■ Task to carry out
The data below must be copied in full and without any change.

■ Dataset content
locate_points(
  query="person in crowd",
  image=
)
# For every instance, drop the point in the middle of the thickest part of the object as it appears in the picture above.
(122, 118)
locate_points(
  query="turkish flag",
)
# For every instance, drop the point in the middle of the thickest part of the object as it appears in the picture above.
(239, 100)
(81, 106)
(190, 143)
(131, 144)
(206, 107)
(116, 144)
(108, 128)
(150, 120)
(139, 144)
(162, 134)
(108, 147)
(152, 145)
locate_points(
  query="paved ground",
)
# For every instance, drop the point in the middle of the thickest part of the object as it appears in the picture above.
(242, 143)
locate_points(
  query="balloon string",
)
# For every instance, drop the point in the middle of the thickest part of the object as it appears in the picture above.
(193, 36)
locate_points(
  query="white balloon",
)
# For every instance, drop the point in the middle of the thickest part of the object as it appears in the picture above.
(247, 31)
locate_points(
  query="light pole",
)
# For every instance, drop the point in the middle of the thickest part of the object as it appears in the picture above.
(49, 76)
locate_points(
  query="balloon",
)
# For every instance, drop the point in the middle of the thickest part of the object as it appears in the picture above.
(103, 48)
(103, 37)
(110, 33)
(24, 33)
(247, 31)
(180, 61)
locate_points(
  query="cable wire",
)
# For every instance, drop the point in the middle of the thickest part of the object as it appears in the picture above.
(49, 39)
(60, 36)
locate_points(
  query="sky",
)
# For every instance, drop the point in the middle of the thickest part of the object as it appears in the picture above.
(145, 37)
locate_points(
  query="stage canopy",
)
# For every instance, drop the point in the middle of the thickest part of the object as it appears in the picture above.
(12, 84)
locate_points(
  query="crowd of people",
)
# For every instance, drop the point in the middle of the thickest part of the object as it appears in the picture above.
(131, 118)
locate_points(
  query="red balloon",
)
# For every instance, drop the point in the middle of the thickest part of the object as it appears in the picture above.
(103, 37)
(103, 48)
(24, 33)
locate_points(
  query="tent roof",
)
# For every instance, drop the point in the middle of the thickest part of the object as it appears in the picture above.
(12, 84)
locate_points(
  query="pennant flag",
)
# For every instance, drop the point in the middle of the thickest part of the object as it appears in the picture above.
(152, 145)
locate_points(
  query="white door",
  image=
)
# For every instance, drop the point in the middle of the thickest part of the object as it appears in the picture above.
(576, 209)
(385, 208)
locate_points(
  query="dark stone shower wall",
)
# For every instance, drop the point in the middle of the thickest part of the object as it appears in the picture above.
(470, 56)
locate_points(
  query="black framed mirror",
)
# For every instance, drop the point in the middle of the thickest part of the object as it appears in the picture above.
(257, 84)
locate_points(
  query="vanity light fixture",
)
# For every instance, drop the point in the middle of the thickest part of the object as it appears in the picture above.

■ Exercise output
locate_points(
  query="person in crowd",
  image=
)
# For every instance, drop the point in the middle of the thickest part of the object as it appears in the picture above.
(122, 118)
locate_points(
  query="turkish flag",
)
# For every instance, drop the point in the middle of the thickest part of the object as it appears in the picture above.
(239, 100)
(81, 106)
(190, 143)
(131, 144)
(206, 107)
(116, 144)
(108, 128)
(150, 120)
(139, 144)
(162, 134)
(108, 147)
(152, 145)
locate_points(
  query="paved ground",
)
# For every instance, drop the point in the middle of the thickest part of the object as it appears in the picture above.
(242, 143)
locate_points(
  query="balloon string",
)
# For every instance, drop the point in the middle of the thickest part of the object as it appears in the picture above.
(193, 36)
locate_points(
  query="white balloon",
)
# For every instance, drop the point in the middle of the thickest part of the object as it appears in the picture above.
(247, 31)
locate_points(
  query="light pole",
)
# For every instance, drop the point in the middle of the thickest part of the object as it appears in the picture above.
(49, 76)
locate_points(
  query="balloon",
)
# For every instance, drop the point in the middle of the thickest part of the object as it appears in the picture above.
(103, 48)
(103, 37)
(110, 33)
(24, 33)
(247, 31)
(180, 61)
locate_points(
  query="cable wire",
)
# For every instance, drop the point in the middle of the thickest part of the object as it appears in the picture above.
(49, 39)
(60, 36)
locate_points(
  query="sky",
)
# For every instance, drop the point in the middle of the thickest part of the object as it appears in the picture above.
(145, 37)
locate_points(
  query="stage canopy",
)
# For every instance, drop the point in the middle of the thickest part of the object as it appears in the picture above.
(12, 84)
locate_points(
  query="crowd of people",
)
# For every instance, drop the point in the middle of the thickest part of the object as it appears in the picture above.
(131, 118)
locate_points(
  query="red balloon",
)
# For every instance, drop the point in the middle of the thickest part of the object as it appears in the picture above.
(103, 37)
(103, 48)
(24, 33)
locate_points(
  query="tent roof",
)
# For every instance, drop the point in the middle of the thickest part of the object as it appears in the picture above.
(12, 84)
locate_points(
  query="pennant flag",
)
# For every instance, drop the point in the middle of the thickest part of the object as it appears in the picture above.
(152, 145)
locate_points(
  query="white door",
  image=
)
# For every instance, drop the point in the middle of the thickest part of the object as it appears in the picture above.
(576, 209)
(385, 208)
locate_points(
  query="dark stone shower wall",
)
# For every instance, drop the point in the middle of the thickest part of the object as it appears in the picture above.
(470, 56)
locate_points(
  query="black framed mirror",
)
# For every instance, drop the point in the middle of the thickest part of the object as it appears in the picture above.
(257, 84)
locate_points(
  query="vanity light fixture",
)
# For every instance, drop the point in the middle of the thickest part of the object as it appears in the picture above.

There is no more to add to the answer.